[BEGIN DATASET EXCERPTS]

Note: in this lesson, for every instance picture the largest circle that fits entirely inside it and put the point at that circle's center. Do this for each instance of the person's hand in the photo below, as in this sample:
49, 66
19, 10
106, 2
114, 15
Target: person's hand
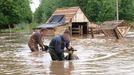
70, 48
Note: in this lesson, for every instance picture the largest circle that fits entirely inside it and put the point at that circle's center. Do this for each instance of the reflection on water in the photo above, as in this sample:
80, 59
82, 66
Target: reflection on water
96, 57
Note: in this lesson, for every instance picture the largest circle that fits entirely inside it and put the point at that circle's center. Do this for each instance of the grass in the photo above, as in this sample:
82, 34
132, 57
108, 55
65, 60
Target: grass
22, 28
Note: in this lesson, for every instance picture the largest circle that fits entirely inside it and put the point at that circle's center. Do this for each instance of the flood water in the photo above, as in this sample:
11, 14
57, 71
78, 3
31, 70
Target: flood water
98, 56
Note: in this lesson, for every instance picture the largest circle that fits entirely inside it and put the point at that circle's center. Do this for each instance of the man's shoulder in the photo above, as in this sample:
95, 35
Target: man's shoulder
57, 38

[END DATASET EXCERPTS]

OBJECTIVE
Retype every line of the material above without changing anything, and leave the picture out of your copy.

RIGHT ANSWER
Note: in this lesson, for every instance picture the largest circle that fits entirely inside it and put the point at that circle's center. Do this for each instance of the person's hand in the photo below, as in this sample:
49, 66
19, 10
106, 2
114, 15
Target: person's hand
70, 48
Note: in this lesson, for every instance picture the largest circle that fits entirely inside it and put the point at that circle's center. Do this for each instance of the reflection on water in the photo above, as in this sample:
80, 59
82, 66
Target: reflection on water
96, 57
Note: in this lesson, for every instance picture the largest circle that fits entirely inside it and put the point at that circle's center. Do this for each instance of the grass in the photo above, as in this sample:
82, 34
132, 57
108, 55
65, 60
Target: grass
22, 28
Note: in this lesson, for every instance picture the largest circle that fits entirely inside it and put the point at that circle's center. Do this for each instance of the flood water in the photo above, as in this sample:
11, 14
57, 71
78, 3
31, 70
Target: flood water
98, 56
Note: in this lesson, for every instance picture the largest circle that fits entirely inside it and put the point at that circle's center. Do this for each instance of the man's shoulder in the photo above, as in this sample:
95, 35
Target: man's shoulder
57, 38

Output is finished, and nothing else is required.